Referring expression data:
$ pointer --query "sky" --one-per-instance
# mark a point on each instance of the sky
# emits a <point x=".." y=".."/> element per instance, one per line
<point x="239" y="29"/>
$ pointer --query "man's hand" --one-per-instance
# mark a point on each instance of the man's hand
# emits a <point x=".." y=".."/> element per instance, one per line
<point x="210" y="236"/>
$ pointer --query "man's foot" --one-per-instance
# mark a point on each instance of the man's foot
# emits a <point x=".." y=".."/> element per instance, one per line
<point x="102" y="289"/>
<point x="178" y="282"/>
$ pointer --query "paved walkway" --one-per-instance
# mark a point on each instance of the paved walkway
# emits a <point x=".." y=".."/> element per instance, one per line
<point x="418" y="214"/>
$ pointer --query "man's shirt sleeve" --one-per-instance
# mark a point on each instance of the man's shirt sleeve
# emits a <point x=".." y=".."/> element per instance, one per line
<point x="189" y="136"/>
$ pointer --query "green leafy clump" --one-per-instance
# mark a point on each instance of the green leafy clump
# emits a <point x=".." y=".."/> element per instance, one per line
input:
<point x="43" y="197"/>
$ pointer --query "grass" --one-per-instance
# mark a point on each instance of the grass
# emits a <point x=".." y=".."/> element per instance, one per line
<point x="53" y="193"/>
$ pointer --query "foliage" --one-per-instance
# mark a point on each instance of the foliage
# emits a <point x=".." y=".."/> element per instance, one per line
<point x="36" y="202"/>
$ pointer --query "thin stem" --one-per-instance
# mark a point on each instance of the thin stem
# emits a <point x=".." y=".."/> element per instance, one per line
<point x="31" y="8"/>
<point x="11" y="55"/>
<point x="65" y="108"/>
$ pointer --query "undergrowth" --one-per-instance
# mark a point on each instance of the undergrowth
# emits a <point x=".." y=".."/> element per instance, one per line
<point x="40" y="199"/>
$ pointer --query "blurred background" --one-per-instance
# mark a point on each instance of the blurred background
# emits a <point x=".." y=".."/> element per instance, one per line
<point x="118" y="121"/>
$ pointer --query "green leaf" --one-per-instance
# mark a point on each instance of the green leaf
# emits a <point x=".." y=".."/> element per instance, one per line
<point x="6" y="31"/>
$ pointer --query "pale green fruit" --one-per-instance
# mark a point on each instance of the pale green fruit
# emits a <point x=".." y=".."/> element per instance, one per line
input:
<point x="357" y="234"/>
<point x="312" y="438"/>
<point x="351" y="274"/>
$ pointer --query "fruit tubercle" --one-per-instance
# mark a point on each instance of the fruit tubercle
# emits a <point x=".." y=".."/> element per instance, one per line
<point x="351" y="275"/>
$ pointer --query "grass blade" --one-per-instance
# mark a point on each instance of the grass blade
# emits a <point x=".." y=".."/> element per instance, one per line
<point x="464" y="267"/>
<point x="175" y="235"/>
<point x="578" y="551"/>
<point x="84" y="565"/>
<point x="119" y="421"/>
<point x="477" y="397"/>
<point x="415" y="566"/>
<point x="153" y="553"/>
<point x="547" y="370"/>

== Problem statement ==
Give the number of lines in the entries that hold the string "foliage", and add nothing else.

== Answer box ==
2